:: Task to carry out ::
The response should hold each line from the entries below where "sharpened" is found.

Provided records Block Start

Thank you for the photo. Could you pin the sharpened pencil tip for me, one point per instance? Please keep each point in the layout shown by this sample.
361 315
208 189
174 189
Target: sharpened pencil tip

Provided records Block End

:: Response box ::
Thank you for the photo. Could you pin the sharpened pencil tip for me, one point per instance? Please keep each point in the layout shown by this sample.
Target: sharpened pencil tip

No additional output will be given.